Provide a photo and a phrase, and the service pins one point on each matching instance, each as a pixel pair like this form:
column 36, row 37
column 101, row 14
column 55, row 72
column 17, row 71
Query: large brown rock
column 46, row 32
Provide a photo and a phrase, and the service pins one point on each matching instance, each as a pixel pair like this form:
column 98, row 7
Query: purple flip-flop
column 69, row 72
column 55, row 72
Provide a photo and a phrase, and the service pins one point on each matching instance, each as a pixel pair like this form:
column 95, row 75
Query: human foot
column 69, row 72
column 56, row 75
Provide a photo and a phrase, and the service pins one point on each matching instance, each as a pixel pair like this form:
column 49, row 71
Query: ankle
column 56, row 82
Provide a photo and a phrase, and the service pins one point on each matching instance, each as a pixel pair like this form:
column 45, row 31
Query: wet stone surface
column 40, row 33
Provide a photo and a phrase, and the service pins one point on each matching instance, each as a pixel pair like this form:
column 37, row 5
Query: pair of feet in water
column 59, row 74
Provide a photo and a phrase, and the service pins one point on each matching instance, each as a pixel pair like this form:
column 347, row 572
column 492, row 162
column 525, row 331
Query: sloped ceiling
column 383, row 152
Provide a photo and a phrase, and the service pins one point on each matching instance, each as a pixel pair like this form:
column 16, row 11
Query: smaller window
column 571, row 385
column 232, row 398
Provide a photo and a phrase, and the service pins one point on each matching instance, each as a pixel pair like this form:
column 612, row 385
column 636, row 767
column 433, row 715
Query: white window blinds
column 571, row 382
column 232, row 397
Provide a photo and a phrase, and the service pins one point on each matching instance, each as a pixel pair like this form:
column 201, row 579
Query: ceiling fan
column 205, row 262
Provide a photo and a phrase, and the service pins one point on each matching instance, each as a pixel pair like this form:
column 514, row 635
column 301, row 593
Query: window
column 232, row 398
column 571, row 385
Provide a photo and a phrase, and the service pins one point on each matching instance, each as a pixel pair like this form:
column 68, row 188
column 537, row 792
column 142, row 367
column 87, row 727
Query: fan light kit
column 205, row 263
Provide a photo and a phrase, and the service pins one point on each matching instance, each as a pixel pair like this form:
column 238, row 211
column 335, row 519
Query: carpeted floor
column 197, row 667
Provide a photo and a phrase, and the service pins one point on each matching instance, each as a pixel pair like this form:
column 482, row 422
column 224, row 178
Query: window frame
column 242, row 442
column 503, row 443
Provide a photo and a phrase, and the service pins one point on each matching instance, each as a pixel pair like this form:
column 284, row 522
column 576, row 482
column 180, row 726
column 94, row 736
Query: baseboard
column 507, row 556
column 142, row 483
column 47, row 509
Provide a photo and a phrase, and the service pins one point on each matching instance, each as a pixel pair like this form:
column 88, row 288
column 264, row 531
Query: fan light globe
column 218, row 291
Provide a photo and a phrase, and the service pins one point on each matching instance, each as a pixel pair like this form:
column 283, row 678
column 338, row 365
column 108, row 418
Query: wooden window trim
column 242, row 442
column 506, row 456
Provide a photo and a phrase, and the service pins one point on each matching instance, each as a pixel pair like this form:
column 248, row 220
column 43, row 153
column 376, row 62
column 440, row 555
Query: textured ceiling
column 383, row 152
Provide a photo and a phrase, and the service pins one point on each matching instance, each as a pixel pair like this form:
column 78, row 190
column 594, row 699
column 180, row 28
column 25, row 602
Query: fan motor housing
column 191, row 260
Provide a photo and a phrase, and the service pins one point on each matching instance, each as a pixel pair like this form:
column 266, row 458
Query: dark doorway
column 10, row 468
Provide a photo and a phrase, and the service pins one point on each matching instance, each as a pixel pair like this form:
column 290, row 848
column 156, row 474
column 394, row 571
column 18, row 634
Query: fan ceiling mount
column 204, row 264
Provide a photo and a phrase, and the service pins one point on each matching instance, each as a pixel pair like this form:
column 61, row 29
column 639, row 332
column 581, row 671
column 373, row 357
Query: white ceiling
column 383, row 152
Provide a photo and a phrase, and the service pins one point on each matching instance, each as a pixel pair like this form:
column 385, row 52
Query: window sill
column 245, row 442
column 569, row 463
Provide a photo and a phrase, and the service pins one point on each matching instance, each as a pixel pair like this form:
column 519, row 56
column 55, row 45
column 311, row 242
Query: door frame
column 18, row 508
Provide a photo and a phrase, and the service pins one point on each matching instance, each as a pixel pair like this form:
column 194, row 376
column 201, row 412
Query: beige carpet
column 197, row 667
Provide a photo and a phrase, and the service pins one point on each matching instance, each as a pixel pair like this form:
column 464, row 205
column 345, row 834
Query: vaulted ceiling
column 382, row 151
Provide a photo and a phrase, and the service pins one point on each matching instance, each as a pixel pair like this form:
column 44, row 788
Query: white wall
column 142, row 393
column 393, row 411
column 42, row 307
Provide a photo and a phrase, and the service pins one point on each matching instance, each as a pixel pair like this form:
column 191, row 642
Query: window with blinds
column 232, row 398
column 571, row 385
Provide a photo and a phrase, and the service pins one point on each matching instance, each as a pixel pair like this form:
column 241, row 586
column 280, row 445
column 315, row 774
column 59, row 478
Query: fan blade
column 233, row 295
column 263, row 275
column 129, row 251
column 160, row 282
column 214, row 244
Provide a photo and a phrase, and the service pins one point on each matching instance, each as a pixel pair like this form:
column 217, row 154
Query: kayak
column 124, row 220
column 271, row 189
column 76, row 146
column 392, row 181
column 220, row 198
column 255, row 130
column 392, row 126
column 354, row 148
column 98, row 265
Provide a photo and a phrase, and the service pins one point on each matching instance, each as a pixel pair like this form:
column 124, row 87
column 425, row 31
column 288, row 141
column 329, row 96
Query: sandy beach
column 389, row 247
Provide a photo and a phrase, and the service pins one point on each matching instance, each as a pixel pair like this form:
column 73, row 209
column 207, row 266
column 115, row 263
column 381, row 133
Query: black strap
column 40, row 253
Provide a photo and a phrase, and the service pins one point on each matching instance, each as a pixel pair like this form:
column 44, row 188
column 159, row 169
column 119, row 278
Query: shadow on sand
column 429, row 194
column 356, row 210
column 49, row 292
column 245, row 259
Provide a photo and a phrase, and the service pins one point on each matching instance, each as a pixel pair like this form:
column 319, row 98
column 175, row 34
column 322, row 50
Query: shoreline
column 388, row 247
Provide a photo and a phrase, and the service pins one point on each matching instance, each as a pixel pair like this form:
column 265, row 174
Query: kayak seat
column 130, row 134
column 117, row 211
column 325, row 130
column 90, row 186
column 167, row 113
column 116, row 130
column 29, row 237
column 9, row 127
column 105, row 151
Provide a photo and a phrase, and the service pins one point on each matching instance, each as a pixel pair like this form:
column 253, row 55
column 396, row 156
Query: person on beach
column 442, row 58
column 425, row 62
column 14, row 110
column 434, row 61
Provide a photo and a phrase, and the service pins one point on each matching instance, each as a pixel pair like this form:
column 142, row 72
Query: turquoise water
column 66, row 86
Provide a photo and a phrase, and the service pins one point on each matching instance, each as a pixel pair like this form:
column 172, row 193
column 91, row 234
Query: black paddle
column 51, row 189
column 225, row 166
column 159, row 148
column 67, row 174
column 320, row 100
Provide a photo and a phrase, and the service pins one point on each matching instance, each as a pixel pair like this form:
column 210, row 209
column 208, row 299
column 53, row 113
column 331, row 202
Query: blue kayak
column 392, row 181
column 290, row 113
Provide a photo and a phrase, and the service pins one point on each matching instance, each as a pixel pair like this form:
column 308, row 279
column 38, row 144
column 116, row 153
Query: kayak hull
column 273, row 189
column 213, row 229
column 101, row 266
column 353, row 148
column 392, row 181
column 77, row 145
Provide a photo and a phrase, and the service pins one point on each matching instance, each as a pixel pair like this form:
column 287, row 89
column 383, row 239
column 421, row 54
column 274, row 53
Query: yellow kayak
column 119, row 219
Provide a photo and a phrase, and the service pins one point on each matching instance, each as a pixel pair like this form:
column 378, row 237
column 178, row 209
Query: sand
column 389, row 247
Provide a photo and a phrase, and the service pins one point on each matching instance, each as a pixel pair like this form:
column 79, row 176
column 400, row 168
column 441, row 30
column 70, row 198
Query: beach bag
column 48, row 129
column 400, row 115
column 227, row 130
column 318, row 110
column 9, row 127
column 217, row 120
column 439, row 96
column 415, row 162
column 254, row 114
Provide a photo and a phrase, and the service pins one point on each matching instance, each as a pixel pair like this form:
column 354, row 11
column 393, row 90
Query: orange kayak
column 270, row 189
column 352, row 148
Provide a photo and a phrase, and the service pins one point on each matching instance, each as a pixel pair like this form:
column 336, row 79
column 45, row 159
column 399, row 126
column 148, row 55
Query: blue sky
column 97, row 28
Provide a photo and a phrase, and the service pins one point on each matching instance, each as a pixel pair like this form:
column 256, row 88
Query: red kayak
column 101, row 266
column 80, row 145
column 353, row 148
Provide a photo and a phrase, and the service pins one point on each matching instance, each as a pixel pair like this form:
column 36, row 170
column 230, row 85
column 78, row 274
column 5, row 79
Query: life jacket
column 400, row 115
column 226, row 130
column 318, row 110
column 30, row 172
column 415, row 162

────────────────────

> **What to produce**:
Of all the entries above, output exactly the lines between the one holding "column 284, row 522" and the one holding "column 25, row 602", inclusive.

> **Problem solution**:
column 284, row 522
column 576, row 482
column 180, row 726
column 94, row 736
Query: baseboard
column 507, row 556
column 142, row 483
column 47, row 509
Provide a photo and a phrase, and the service pins one point on each matching instance, each as a pixel pair like this form:
column 88, row 288
column 264, row 531
Query: fan light globe
column 218, row 291
Provide a photo and a phrase, and the service pins one point on each matching instance, each as a pixel pair like this form:
column 283, row 678
column 338, row 365
column 108, row 418
Query: wooden window trim
column 242, row 442
column 506, row 456
Provide a photo and a phrase, and the service pins one point on each matching instance, each as a pixel pair like this form:
column 248, row 220
column 43, row 153
column 376, row 62
column 440, row 555
Query: textured ceiling
column 383, row 152
Provide a photo and a phrase, and the service pins one point on each matching instance, each as a pixel pair like this form:
column 78, row 190
column 594, row 699
column 180, row 28
column 25, row 602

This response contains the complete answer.